▸ PROMPT:
Can you reproduce the part of the data below that opens with the line containing "above for dark" and closes with the line containing "[373,29,401,107]", both ends and the request line included, adding -10 to every bounding box coordinate?

======== MATERIAL PROVIDED ========

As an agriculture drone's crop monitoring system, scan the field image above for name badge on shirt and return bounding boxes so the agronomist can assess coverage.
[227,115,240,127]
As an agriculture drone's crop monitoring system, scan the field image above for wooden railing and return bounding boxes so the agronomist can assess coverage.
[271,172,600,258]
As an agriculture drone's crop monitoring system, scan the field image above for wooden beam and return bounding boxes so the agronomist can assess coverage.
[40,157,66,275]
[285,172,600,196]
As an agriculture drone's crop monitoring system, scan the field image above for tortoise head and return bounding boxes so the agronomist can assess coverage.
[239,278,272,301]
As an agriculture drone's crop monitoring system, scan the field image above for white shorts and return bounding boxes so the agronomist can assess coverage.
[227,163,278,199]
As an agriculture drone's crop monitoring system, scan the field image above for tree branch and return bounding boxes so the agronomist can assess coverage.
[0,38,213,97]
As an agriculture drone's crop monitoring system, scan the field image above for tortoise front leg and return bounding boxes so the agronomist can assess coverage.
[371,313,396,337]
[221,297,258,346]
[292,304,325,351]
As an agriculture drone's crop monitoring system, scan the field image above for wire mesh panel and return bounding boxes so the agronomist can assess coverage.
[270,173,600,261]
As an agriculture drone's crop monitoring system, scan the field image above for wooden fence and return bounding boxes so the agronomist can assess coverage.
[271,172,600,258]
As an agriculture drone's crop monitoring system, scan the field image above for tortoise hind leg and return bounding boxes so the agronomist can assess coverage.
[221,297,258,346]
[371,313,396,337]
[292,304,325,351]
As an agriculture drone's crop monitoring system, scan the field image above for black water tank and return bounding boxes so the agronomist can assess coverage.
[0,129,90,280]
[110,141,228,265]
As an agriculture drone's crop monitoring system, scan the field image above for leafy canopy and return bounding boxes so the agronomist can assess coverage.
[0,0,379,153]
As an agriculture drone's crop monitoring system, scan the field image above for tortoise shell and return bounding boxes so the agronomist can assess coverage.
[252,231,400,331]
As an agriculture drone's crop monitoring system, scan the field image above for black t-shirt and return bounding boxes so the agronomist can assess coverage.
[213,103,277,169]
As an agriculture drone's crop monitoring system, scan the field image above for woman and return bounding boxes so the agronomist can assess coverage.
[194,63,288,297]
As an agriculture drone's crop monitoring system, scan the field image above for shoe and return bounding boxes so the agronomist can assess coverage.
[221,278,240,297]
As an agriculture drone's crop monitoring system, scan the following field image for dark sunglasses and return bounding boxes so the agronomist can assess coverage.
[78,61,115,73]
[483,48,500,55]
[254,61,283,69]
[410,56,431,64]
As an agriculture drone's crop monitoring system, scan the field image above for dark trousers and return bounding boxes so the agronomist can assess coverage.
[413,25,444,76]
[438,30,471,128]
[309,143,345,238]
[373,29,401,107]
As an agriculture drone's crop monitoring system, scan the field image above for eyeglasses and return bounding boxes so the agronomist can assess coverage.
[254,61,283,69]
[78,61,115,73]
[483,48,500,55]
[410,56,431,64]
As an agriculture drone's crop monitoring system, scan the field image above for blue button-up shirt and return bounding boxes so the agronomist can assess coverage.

========

▸ SOLUTION FOR THIS TASK:
As an agriculture drone's crop monitoring system, scan the field image above for dark trousers and return bounding boxes so the agronomist can assess coverage.
[403,15,434,66]
[428,20,461,118]
[299,133,335,228]
[363,19,391,97]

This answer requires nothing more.